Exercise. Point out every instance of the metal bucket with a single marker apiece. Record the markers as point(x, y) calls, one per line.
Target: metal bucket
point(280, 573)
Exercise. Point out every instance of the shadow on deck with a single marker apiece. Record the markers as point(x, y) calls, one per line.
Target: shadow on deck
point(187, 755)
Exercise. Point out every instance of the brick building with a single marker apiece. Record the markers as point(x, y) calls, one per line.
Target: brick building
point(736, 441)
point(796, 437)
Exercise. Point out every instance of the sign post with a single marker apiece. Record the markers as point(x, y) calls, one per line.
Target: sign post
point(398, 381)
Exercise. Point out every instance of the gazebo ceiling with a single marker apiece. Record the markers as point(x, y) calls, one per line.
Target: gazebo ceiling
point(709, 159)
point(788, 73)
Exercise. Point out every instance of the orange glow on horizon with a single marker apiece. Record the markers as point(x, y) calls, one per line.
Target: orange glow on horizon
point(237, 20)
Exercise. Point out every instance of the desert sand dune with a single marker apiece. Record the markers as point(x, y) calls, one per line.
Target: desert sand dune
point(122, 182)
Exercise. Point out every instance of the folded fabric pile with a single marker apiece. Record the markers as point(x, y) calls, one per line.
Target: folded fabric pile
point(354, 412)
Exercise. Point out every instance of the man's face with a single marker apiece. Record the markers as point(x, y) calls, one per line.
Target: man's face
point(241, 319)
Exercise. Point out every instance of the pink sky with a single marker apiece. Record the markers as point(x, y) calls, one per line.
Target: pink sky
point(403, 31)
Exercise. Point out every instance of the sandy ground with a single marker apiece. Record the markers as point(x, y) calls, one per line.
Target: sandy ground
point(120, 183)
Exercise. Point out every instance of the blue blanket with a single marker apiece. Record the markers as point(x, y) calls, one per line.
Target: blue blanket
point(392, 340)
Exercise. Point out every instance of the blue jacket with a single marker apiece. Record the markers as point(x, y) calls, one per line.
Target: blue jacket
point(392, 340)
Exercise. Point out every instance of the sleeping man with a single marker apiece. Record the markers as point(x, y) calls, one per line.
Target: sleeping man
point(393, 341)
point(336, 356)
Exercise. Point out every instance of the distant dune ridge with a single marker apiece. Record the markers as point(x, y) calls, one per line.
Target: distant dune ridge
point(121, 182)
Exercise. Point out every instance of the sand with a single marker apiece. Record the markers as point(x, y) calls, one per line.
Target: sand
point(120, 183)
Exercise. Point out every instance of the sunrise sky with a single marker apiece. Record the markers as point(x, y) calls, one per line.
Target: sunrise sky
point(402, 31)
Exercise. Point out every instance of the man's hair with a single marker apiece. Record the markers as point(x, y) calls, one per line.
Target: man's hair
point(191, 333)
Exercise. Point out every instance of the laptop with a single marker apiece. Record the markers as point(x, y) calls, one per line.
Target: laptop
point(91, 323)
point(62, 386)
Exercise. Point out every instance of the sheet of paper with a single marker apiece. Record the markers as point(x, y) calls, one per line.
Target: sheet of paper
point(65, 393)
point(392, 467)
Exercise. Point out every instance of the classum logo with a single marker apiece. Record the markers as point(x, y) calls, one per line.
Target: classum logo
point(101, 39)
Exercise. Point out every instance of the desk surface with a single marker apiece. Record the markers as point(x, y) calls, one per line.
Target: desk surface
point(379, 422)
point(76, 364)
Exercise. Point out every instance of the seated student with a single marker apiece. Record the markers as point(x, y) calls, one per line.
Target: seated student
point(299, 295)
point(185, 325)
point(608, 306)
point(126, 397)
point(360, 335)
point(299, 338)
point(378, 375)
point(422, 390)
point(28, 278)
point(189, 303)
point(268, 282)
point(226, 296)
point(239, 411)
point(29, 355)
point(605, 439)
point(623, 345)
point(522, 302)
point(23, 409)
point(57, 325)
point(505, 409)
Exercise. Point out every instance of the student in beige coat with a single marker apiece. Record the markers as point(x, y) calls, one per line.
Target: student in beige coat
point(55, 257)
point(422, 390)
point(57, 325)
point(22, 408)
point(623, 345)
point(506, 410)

**Stated goal:**
Rewrite the material above, replacing each "Target" with "Object" and leaving every other part untouched.

**Full solution:**
Exercise. Point out every instance of the metal bucket with a single marker apiece. Record the markers as point(x, y) calls, one per line.
Object: metal bucket
point(280, 573)
Exercise. Point out every instance of the shadow on deck with a single marker apiece. Record the markers as point(x, y) calls, one per line.
Object: shadow on deck
point(187, 755)
Exercise. Point out every instance of the brick building with a single marker apiece. Record the markers as point(x, y) calls, one per line.
Object: brick building
point(736, 441)
point(796, 437)
Exercise. Point out every instance of the sign post with a single marker apiece. Record the markers as point(x, y) calls, one per line.
Object: sign post
point(398, 381)
Exercise. Point out every instance of the gazebo ceiling with a single marker apiece. Record the markers as point(x, y) calls, one per line.
Object: gazebo ceiling
point(709, 159)
point(788, 73)
Exercise. Point out every instance of the orange glow on horizon with a single marker apiece. Record the markers as point(x, y) calls, one per line.
Object: orange glow on horizon
point(237, 20)
Exercise. Point out every instance of the desert sand dune with a single marker apiece. Record the markers as point(x, y) calls, one per line.
Object: desert sand dune
point(122, 182)
Exercise. Point out every instance of the folded fabric pile with a single marker apiece. Record the markers as point(x, y) calls, one per line.
Object: folded fabric pile
point(354, 412)
Exercise. Point out every instance of the man's face with a single marker apiece. Record the markers as point(x, y) calls, one per line.
Object: man's face
point(241, 319)
Exercise. Point out every instance of the pink sky with a single marker apiece. Record the markers as point(x, y) calls, one per line.
Object: pink sky
point(403, 31)
Exercise. Point out every instance of the sandy ground with a single marker apiece. Record the markers as point(x, y) calls, one per line.
Object: sandy ground
point(120, 183)
Exercise. Point out every instance of the blue blanket with a single marker apiece. Record the markers as point(x, y) calls, one per line.
Object: blue blanket
point(392, 340)
Exercise. Point out every instance of the blue jacket with a single marker apiece. Record the markers as point(x, y) calls, one per line.
Object: blue jacket
point(392, 340)
Exercise. Point out every instance of the sleeping man with a single marker apiece. Record the markers as point(x, y) calls, one per line.
Object: sleeping man
point(393, 341)
point(336, 356)
Exercise. Point out every instance of the distant dune ridge with a single marker apiece. Record the markers as point(x, y) calls, one per line.
Object: distant dune ridge
point(121, 182)
Exercise. Point out every instance of the sand with a single marker apiece. Record the markers as point(x, y) calls, one per line.
Object: sand
point(120, 183)
Exercise. Point out every instance of the sunrise sky with a single marker apiece. Record the markers as point(x, y) calls, one per line.
Object: sunrise sky
point(402, 31)
Exercise. Point out every instance of the man's hair with a single marker apiece. Record the markers as point(x, y) calls, one per line.
Object: man's hair
point(191, 333)
Exercise. Point out every instance of the laptop with a single marker apiece. Record the markers as point(x, y) calls, one per line.
Object: laptop
point(91, 323)
point(62, 386)
Exercise. Point out every instance of the sheet of paper with a single marker apiece. Record the markers as point(x, y) calls, one per line.
Object: sheet of paper
point(65, 393)
point(392, 467)
Exercise. Point out every instance of the classum logo with a single marker apiece. Record the markers as point(x, y) calls, one per line.
Object: classum logo
point(101, 39)
Exercise. Point out every instance of the desk surface with a single marker apiece. Record the markers as point(x, y) calls, one per line.
Object: desk surface
point(379, 422)
point(76, 364)
Exercise. Point out every instance of the seated student with a single marker apiece. Record the markers as point(x, y) calls, one per line.
Object: seated student
point(299, 295)
point(185, 325)
point(608, 306)
point(126, 397)
point(360, 335)
point(299, 338)
point(378, 375)
point(422, 390)
point(28, 278)
point(189, 303)
point(268, 282)
point(226, 296)
point(239, 411)
point(29, 355)
point(605, 439)
point(623, 345)
point(522, 302)
point(23, 409)
point(57, 325)
point(505, 409)
Exercise. Point out every instance of the student in beige coat with a single marker apiece. Record the markers as point(x, y) calls, one per line.
Object: student in beige coat
point(55, 257)
point(422, 390)
point(57, 325)
point(22, 408)
point(623, 345)
point(506, 410)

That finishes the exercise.